Records shown:
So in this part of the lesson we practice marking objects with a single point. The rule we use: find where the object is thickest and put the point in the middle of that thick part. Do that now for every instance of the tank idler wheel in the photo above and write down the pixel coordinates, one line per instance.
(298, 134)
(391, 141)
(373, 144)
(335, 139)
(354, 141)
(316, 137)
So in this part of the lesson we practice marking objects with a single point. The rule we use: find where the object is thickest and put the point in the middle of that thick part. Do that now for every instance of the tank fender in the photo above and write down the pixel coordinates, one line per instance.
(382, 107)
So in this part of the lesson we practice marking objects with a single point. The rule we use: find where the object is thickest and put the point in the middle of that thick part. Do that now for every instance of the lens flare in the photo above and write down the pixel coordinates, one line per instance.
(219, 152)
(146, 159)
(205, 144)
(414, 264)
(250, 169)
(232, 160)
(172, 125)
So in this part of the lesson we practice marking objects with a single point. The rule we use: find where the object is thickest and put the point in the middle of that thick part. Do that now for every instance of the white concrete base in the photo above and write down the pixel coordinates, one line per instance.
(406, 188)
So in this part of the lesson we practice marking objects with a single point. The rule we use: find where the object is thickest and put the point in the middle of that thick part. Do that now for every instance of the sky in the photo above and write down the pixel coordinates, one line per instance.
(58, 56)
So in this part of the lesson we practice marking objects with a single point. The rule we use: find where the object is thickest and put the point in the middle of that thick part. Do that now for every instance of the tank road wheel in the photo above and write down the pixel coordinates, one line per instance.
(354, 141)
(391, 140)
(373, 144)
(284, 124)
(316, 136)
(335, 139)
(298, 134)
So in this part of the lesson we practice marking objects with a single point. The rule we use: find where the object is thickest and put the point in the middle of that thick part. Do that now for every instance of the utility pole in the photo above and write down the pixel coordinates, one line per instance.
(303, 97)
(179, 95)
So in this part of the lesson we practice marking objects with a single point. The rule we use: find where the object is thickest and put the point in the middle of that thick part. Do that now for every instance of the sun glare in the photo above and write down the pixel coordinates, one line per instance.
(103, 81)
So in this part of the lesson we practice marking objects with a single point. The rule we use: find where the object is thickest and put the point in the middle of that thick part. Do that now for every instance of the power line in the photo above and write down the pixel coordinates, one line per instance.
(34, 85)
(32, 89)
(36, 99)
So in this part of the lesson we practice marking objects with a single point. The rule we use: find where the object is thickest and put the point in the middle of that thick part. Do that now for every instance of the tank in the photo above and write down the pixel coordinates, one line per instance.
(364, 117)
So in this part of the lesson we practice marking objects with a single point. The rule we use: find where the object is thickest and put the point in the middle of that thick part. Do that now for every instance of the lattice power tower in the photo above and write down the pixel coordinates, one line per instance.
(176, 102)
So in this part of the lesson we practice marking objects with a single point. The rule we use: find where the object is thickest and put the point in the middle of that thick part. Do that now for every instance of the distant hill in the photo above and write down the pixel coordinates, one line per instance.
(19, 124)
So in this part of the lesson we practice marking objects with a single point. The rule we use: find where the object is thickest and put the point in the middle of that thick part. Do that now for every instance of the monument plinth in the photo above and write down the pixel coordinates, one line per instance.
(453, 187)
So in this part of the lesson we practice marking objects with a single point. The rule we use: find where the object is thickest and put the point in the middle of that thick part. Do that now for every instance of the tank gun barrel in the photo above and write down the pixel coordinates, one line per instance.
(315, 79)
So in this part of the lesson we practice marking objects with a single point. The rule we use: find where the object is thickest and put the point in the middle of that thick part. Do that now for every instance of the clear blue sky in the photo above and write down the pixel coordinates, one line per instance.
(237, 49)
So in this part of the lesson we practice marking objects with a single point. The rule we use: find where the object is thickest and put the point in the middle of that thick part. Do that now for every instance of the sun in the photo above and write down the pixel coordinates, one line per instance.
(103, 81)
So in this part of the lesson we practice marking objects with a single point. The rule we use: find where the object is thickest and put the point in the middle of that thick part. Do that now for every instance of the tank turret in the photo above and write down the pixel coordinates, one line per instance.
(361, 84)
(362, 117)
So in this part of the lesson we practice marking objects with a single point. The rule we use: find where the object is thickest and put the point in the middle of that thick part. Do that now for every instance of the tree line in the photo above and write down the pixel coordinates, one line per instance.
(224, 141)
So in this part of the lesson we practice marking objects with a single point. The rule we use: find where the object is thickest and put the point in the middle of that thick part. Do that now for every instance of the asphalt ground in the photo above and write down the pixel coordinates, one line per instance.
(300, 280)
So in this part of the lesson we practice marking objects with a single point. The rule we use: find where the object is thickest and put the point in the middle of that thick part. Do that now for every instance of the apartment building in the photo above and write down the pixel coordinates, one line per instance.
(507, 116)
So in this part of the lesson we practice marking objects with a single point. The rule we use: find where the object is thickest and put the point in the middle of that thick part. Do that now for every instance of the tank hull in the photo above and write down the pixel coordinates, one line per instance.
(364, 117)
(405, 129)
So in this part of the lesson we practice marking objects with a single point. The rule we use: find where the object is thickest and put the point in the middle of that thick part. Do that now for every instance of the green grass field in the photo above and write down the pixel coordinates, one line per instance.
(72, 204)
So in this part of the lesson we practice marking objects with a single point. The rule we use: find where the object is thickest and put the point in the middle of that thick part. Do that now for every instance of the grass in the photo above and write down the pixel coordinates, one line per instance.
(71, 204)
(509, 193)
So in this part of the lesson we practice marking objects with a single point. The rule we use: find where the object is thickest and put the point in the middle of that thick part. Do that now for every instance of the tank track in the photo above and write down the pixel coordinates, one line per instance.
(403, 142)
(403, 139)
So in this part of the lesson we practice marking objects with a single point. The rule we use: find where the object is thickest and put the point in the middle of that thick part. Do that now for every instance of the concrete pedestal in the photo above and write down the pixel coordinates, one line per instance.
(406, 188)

What to work on:
Give every line of the material again, exactly as it reads.

Solution for this task:
So in this part of the lesson we practice marking objects with a single point. The rule we use: find where the object is thickest and put the point in the middle of that thick part. Do that now for every instance of the tank idler wheel in the photo above and write down the pixel coordinates, one line per instance.
(298, 134)
(391, 141)
(373, 144)
(335, 139)
(354, 141)
(316, 137)
So in this part of the lesson we practice marking objects with a single point. The rule we use: find where the object is thickest and put the point in the middle of that thick part. Do that now for every instance of the tank fender in the photo above and write down the pixel coordinates, one line per instance.
(382, 107)
So in this part of the lesson we practice marking objects with a single point. The rule we use: find where the object is thickest and put the point in the middle of that thick part. Do that now for every instance of the lens flare in the photo above and write down the pixel coordinates, one line per instance.
(219, 152)
(146, 159)
(205, 144)
(414, 264)
(250, 169)
(232, 160)
(172, 125)
So in this part of the lesson we practice marking objects with a single point. The rule we use: find where the object is thickest and put the point in the middle of that thick part. Do that now for every instance of the white concrete base in the photo above and write down the pixel coordinates, one line per instance.
(406, 188)
So in this part of the lesson we practice marking objects with a single point. The rule we use: find where the object is thickest and put the point in the middle of that thick part. Do that now for every instance of the sky in the photo above and write down the pixel coordinates, one line per instance.
(58, 56)
So in this part of the lesson we practice marking objects with a single point. The rule we use: find where the object is thickest and put the point in the middle of that thick part. Do that now for every instance of the tank road wheel in the photo above and write down the pixel coordinates, one line per instance.
(354, 141)
(391, 140)
(373, 144)
(284, 124)
(316, 136)
(335, 139)
(298, 134)
So in this part of the lesson we practice marking objects with a single point. The rule we use: find where the object is thickest and put the point in the middle of that thick part. Do that now for every instance of the utility pole in the photo above and write down the pixel coordinates, one line per instance.
(303, 97)
(179, 95)
So in this part of the lesson we practice marking objects with a single point. The rule we use: find where the object is thickest and put the point in the middle of that thick part. Do that now for every instance of the sun glare in the photo above and write down the pixel coordinates, one line per instance.
(103, 81)
So in this part of the lesson we practice marking objects with a single point. The rule we use: find where the object is thickest and put the point in the middle of that thick part. Do that now for every instance of the power line in the photo above and write down the pixel coordinates, one line per instance.
(34, 85)
(32, 89)
(36, 99)
So in this part of the lesson we practice marking objects with a single point. The rule we use: find where the object is thickest and put the point in the middle of that thick part. Do that now for every instance of the tank in the photo above and write down the pixel coordinates, one line per instance.
(364, 117)
So in this part of the lesson we practice marking objects with a single point. The rule we use: find where the object is thickest and put the point in the middle of that thick part. Do that now for every instance of the lattice power tower in the photo above and write down the pixel coordinates, one line per instance.
(176, 102)
So in this part of the lesson we practice marking objects with a single point. The rule we use: find where the object is thickest and put the point in the middle of that thick part. Do that now for every instance of the distant hill in the photo above and write down the pixel coordinates, one line per instance.
(19, 124)
So in this part of the lesson we practice marking objects with a single point. The rule we use: find where the object is thickest and put the point in the middle of that thick part. Do that now for every instance of the monument plinth in the photo above and write down the pixel coordinates, one line per instance.
(453, 187)
So in this part of the lesson we practice marking objects with a single point. The rule we use: find where the object is thickest and put the point in the middle of that thick part. Do that now for every instance of the tank gun barrel in the photo above and write down the pixel coordinates, one line per instance.
(315, 79)
So in this part of the lesson we practice marking objects with a single point. The rule we use: find where the object is thickest and put the point in the middle of that thick part. Do that now for every instance of the clear blue sky in the photo above and write down the pixel coordinates, one line per instance.
(237, 49)
So in this part of the lesson we practice marking objects with a single point. The rule we use: find where the object is thickest and put the point in the middle of that thick part. Do that now for every instance of the sun in the photo above and write down the pixel coordinates, one line per instance.
(103, 81)
So in this part of the lesson we practice marking objects with a single point. The rule we use: find where the object is thickest and put the point in the middle of that thick part. Do that now for every instance of the tank turret in the photo above and write down the pixel coordinates, one line per instance.
(361, 84)
(362, 117)
So in this part of the lesson we practice marking objects with a single point. The rule we use: find where the object is thickest and put the point in the middle of that thick part. Do that now for every instance of the tree line in the photo above and write down the pixel coordinates, one line per instance.
(224, 141)
So in this part of the lesson we practice marking objects with a single point. The rule we use: find where the object is thickest and put the point in the middle of that thick part. Do that now for every instance of the asphalt ground in the photo above and write down the pixel coordinates, one line per instance.
(300, 280)
So in this part of the lesson we practice marking objects with a single point. The rule we use: find where the object is thickest and put the point in the middle of that thick part. Do that now for every instance of the apartment building in the photo above and write down the pixel coordinates, one line per instance.
(507, 116)
So in this part of the lesson we practice marking objects with a single point. The rule we use: find where the object is thickest and put the point in the middle of that thick part. Do that now for every instance of the tank hull in the photo above and write down the pixel coordinates, one line per instance.
(364, 117)
(405, 129)
So in this part of the lesson we practice marking objects with a single point. The rule we use: find where the object is thickest and put the point in the middle of that thick part. Do that now for every instance of the green grass field in the photo above and write down the pixel coordinates, one line per instance.
(72, 204)
So in this part of the lesson we practice marking objects with a single point. The rule we use: find where the object is thickest and put the point in the middle of that thick part. Do that now for every instance of the grass in the photo above and write down the pixel coordinates, one line per instance.
(71, 204)
(509, 193)
So in this part of the lesson we practice marking objects with a single point. The rule we use: find where the object is thickest and put the point in the middle of that thick part. Do that now for every instance of the tank track in the photo above and write down the pixel coordinates, one line per instance.
(403, 142)
(403, 139)
So in this part of the lesson we practice marking objects with a single point. The rule we use: find where the object is thickest and put the point in the middle of that thick part. Do that now for every instance of the concrete pedestal in the photo above and write down the pixel coordinates, one line per instance.
(406, 188)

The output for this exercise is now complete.